[start]

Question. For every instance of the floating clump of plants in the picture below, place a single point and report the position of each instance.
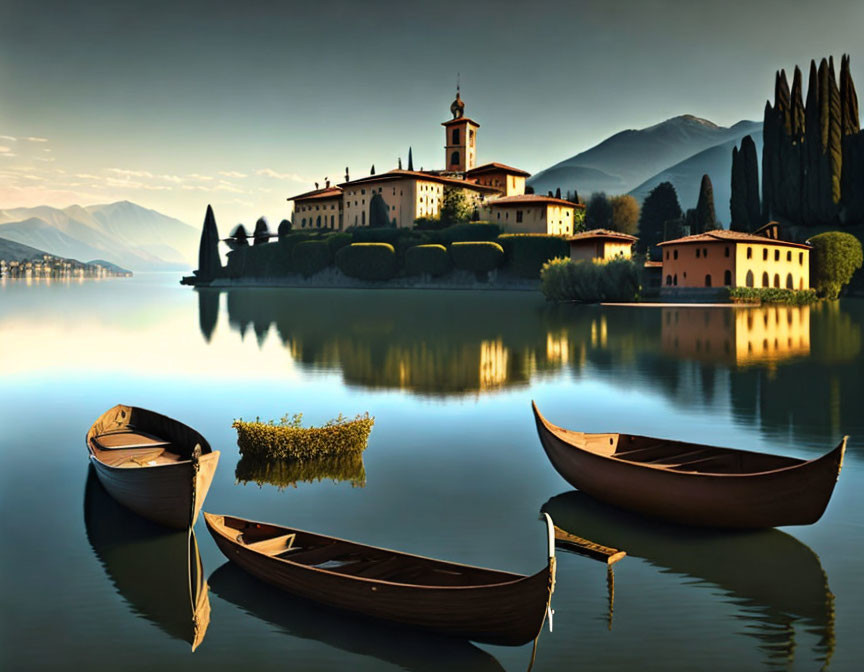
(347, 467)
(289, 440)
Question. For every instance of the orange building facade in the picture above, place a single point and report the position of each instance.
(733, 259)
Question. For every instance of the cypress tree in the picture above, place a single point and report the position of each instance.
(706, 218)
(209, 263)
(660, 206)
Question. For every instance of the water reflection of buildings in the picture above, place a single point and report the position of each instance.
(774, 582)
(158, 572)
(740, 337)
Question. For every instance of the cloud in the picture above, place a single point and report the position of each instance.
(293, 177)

[end]
[start]

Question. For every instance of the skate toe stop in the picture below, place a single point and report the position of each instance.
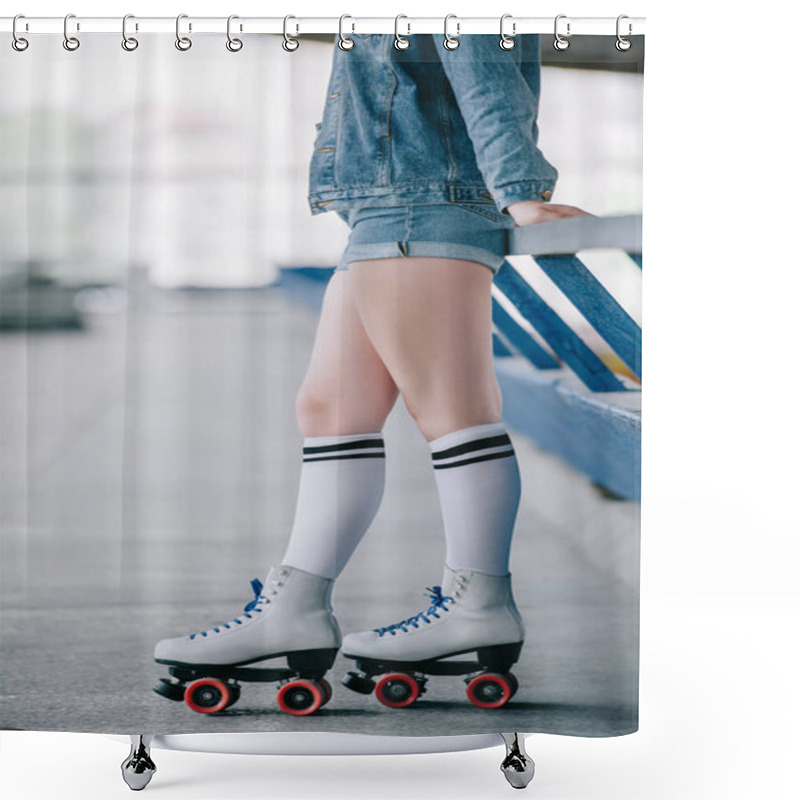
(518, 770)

[end]

### To be done
Return each line of the listing above that contains the word "place", treating uppercase and lowercase as different.

### Written answer
Question. For every instance of the floating clump of plants in the picture below, place a single point and report the position of each instance.
Question. For every instance of the orange building facade in the picture above, place a single point and report the position of each instance.
Question. For every instance of the cypress tree in the picture above, place a single point and report the position of each instance.
Question. For every instance of the water reflection of buildings in the picture above, place a single point and report the position of each instance.
Question. For every instance of the cloud in the picture above, place a single point and report the position of each instance.
Question. For every instance of the skate toe stop in the picture below, place a single point and report the position of each instance.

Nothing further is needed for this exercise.